**YOUR OBJECTIVE**
Which lines of the entries below include "leather"? List them all.

**Saved entries**
◆ ◆ ◆ ◆
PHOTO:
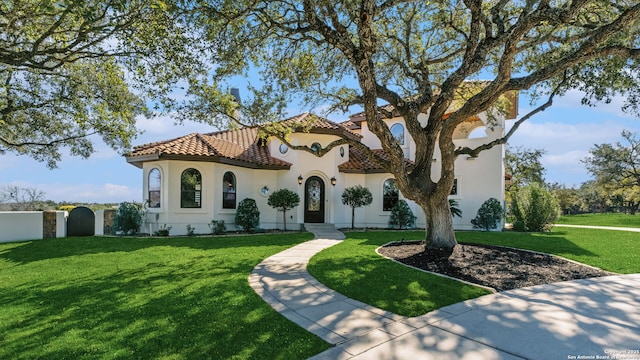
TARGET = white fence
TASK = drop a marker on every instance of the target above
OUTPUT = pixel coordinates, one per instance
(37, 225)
◆ ◆ ◆ ◆
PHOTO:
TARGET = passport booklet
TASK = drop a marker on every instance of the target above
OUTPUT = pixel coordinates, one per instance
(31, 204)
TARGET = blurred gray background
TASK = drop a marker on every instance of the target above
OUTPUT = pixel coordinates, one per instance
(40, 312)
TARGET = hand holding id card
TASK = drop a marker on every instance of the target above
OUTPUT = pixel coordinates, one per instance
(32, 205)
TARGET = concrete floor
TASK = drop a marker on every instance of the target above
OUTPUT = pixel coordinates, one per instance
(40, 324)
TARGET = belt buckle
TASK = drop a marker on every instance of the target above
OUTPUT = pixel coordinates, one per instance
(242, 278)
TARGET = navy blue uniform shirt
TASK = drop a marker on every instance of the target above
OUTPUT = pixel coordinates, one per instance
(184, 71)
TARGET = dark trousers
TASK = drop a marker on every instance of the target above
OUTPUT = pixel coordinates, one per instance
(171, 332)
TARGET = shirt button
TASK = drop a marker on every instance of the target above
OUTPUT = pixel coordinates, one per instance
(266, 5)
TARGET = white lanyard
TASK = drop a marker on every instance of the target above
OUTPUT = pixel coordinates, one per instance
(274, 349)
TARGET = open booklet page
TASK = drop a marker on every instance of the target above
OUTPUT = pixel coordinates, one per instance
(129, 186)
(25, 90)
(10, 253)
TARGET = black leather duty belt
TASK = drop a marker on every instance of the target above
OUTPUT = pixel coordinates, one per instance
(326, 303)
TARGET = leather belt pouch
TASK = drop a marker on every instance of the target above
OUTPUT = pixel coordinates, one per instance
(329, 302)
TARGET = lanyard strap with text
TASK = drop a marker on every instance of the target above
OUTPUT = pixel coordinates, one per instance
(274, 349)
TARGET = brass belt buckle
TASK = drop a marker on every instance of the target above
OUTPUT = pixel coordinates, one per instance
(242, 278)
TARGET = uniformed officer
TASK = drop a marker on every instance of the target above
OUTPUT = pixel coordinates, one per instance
◆ ◆ ◆ ◆
**RESULT FOR THIS TASK**
TARGET = black leather duty belt
TARGET = leather belt pouch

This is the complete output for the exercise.